**EXCERPTED PASSAGE**.

╔══

Carl Johan Thyselius (8 June 1811 – 11 January 1891) was a politician, state official, Justice of the Supreme Court of Sweden 1856–1860, minister of education and ecclesiastical affairs 1860–1863, Minister for Civil Service Affairs (responsible for trade, industry and ship transport) 1875–1880, and served as Prime Minister from 1883 to 1884.

==Biography==
Carl Johan Thyselius was born in Österhaninge, Södermanland County, as the son of the vicar and future bishop Pehr Thyselius and Christina Margareta Bergsten.

Typical for his time, after an education in administration at Uppsala University, he combined a successful career in high-level official positions with major political assignments. He was, among other things, Justice of the Supreme Court of Sweden 1856–1860, minister of education and ecclesiastical affairs 1860–1863, president of the Kammarkollegiet 1864–1875 and minister for civil service affairs 1875–1880. After Arvid Posse's resignation in 1883, Thyselius reluctantly became Prime Minister at the request of Oscar II for one year.

╚══

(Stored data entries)
╔══

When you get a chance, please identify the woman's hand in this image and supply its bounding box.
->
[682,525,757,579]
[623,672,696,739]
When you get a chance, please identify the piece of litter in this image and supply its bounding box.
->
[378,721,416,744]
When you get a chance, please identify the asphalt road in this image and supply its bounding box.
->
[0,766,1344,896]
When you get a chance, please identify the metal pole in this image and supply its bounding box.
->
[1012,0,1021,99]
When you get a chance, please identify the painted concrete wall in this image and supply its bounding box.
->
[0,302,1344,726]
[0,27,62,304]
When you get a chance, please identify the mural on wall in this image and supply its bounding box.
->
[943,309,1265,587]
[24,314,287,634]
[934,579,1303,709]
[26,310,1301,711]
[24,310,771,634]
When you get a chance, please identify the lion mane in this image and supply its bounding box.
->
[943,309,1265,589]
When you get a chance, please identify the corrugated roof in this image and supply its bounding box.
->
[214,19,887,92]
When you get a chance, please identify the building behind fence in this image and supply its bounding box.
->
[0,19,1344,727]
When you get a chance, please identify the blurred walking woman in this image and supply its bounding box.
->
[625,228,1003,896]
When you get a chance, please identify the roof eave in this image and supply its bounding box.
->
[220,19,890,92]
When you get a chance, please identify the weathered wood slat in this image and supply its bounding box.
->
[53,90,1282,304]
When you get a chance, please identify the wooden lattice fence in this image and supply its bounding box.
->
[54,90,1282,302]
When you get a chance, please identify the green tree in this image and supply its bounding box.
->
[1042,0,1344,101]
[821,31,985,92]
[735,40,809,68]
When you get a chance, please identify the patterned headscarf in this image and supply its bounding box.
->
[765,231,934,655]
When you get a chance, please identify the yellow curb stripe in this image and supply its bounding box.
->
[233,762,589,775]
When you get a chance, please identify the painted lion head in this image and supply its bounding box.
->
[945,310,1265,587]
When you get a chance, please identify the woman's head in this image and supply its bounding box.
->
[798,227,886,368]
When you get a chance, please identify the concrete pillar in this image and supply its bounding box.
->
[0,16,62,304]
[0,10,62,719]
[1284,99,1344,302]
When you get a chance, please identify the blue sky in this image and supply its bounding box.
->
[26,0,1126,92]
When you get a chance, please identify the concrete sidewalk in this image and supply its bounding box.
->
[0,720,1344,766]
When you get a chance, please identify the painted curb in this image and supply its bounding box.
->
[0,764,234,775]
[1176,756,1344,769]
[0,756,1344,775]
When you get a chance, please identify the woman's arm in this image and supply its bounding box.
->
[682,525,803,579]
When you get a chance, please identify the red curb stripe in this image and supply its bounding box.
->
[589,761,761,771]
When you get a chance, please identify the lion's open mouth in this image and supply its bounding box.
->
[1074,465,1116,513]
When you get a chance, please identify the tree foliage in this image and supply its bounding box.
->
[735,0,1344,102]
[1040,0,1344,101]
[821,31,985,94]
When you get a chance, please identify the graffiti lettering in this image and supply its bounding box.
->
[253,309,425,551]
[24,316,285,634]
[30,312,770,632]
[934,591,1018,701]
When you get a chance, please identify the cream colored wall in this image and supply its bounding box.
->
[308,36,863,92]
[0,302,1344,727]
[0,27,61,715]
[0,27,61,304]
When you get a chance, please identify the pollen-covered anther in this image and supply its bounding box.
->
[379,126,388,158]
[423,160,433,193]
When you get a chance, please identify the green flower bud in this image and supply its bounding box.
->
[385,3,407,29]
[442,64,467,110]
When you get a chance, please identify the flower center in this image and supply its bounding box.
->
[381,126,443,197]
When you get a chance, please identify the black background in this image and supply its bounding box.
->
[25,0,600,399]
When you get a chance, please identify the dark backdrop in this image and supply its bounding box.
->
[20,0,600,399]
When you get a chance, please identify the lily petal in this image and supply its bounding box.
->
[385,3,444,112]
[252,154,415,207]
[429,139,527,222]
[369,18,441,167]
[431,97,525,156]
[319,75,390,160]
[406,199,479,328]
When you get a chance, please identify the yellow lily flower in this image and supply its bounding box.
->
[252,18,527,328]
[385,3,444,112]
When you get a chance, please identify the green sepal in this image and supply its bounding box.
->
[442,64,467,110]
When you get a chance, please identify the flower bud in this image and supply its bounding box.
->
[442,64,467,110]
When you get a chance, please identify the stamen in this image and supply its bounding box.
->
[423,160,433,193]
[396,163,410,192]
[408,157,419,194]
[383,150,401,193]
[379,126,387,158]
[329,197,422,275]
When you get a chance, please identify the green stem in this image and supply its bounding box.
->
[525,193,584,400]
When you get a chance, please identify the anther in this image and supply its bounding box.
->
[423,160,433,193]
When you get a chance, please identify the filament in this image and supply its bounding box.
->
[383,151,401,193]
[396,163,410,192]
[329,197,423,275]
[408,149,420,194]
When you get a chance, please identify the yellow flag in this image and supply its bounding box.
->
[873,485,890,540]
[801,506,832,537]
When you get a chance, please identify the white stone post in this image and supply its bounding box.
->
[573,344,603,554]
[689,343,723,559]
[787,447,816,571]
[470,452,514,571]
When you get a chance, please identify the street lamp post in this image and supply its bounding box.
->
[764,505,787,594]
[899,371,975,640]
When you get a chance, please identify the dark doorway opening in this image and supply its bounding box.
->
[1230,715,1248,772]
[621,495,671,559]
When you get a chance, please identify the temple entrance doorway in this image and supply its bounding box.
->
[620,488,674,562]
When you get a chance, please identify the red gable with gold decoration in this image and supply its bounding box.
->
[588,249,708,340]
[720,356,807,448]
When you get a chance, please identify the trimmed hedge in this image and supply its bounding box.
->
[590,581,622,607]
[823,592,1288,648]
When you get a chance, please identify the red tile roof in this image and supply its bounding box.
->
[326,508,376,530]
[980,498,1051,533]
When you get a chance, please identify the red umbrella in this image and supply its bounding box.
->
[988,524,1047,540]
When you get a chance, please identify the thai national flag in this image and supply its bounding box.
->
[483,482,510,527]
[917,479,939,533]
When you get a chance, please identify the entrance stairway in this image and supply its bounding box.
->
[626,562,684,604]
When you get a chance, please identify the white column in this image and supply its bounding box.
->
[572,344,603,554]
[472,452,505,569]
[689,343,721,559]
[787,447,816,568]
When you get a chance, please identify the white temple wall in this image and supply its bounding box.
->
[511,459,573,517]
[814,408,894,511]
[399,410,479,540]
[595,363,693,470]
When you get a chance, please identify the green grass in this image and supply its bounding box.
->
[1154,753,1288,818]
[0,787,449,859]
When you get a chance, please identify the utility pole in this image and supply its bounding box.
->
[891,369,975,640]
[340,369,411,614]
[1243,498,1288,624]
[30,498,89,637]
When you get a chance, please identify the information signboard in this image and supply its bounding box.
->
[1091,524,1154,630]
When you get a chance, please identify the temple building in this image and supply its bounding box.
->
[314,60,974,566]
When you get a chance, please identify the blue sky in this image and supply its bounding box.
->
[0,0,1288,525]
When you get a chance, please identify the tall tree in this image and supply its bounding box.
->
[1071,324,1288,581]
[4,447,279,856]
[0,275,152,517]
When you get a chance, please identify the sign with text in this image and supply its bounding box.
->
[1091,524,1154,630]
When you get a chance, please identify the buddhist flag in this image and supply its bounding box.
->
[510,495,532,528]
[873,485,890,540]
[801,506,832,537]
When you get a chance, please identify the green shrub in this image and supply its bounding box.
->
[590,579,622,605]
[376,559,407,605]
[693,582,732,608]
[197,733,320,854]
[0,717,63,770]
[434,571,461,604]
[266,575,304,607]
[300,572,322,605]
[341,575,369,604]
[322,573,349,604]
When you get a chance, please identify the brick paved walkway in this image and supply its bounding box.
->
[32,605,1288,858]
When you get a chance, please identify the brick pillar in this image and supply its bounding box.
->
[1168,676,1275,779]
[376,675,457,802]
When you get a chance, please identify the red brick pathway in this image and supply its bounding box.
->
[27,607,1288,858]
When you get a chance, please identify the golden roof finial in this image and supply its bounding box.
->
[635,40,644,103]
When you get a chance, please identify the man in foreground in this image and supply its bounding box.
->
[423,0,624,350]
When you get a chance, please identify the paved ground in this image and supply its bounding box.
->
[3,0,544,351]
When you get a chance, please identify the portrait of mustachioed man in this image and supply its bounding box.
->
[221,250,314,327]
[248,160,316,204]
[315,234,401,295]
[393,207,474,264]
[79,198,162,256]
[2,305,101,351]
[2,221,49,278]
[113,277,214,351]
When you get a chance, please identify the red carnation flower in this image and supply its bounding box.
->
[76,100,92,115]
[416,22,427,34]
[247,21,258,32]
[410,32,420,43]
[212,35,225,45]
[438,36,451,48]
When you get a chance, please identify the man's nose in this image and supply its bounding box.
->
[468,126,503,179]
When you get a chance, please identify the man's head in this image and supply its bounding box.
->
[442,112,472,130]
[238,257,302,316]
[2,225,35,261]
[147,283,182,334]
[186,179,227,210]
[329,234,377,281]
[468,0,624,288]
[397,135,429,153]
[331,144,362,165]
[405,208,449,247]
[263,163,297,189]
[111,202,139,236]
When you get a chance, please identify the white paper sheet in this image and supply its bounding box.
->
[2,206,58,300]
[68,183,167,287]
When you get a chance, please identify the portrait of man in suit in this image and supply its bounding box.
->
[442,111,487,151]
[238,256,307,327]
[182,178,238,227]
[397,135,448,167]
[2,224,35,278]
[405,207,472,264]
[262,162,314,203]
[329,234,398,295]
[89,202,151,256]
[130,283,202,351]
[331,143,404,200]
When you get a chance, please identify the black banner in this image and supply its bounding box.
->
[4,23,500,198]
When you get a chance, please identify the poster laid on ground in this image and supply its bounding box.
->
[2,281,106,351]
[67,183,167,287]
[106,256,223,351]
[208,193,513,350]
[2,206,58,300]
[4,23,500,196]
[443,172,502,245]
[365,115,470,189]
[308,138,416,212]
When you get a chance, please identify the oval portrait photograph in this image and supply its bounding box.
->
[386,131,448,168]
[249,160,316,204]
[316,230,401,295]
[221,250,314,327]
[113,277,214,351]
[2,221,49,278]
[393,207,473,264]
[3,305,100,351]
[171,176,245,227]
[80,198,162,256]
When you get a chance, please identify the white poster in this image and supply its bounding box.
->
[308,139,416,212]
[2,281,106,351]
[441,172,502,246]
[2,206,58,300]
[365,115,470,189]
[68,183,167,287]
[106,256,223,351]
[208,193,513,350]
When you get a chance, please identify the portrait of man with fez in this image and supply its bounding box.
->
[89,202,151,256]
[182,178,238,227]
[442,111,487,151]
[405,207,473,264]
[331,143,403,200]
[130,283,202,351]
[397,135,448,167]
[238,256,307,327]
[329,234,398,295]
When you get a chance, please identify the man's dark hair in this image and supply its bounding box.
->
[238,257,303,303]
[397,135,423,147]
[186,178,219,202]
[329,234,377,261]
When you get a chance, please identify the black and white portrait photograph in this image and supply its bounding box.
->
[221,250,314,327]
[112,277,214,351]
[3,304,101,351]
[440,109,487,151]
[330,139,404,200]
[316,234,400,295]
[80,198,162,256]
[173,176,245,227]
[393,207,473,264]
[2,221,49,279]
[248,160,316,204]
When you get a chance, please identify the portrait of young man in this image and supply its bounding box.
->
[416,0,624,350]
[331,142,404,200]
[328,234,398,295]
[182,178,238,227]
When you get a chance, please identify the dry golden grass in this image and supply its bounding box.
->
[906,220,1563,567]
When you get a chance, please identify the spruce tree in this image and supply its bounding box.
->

╚══

**TASK GOAL**. Set down the part of the passage on Carl Johan Thyselius that begins at the words "Carl Johan Thyselius (8" and stops after "1883 to 1884.". The lines come from a separate source, unrelated to the passage on Carl Johan Thyselius.

**RESPONSE TO THE EXERCISE**.
Carl Johan Thyselius (8 June 1811 – 11 January 1891) was a politician, state official, Justice of the Supreme Court of Sweden 1856–1860, minister of education and ecclesiastical affairs 1860–1863, Minister for Civil Service Affairs (responsible for trade, industry and ship transport) 1875–1880, and served as Prime Minister from 1883 to 1884.